(Excerpt from a dataset)
────────────────────
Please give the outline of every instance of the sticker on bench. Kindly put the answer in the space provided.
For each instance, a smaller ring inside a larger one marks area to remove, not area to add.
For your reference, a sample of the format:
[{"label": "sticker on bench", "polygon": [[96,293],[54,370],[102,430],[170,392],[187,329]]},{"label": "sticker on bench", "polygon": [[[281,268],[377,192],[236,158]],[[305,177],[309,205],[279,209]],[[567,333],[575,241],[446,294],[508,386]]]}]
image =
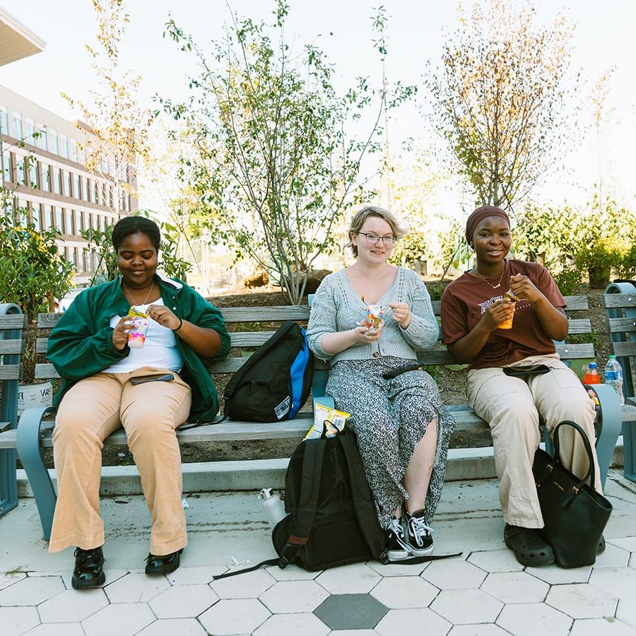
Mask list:
[{"label": "sticker on bench", "polygon": [[289,396],[288,396],[286,398],[285,398],[284,400],[283,400],[282,402],[281,402],[280,404],[278,404],[278,406],[276,406],[274,408],[274,412],[276,414],[276,417],[279,420],[282,420],[283,418],[284,418],[285,416],[286,416],[287,413],[289,413],[289,409],[290,407],[291,407],[291,398]]}]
────────────────────
§ **WRITTEN PROBLEM**:
Render every line of the data above as a JSON list of strings, one string per line, with blank lines left out. Omit the picture from the list.

§ **EXERCISE OUTPUT**:
[
  "Please give the outline of every instance of the sticker on bench. Kindly put the answer in the space provided.",
  "For each instance, a smaller ring inside a larger one marks area to remove, not area to add.",
  "For your reference, a sample of the format:",
  "[{\"label\": \"sticker on bench\", \"polygon\": [[96,293],[54,370],[102,430],[170,392],[187,329]]},{\"label\": \"sticker on bench\", \"polygon\": [[[281,268],[377,192],[236,158]],[[305,177],[309,205],[279,209]],[[567,333],[575,241],[446,294],[508,386]]]}]",
  "image =",
  "Mask list:",
  "[{\"label\": \"sticker on bench\", \"polygon\": [[289,396],[288,396],[286,398],[285,398],[284,400],[283,400],[282,402],[281,402],[280,404],[278,404],[278,406],[276,406],[274,408],[274,412],[276,414],[276,417],[279,420],[282,420],[283,418],[284,418],[285,416],[286,416],[287,413],[289,413],[289,409],[290,407],[291,407],[291,398]]}]"
]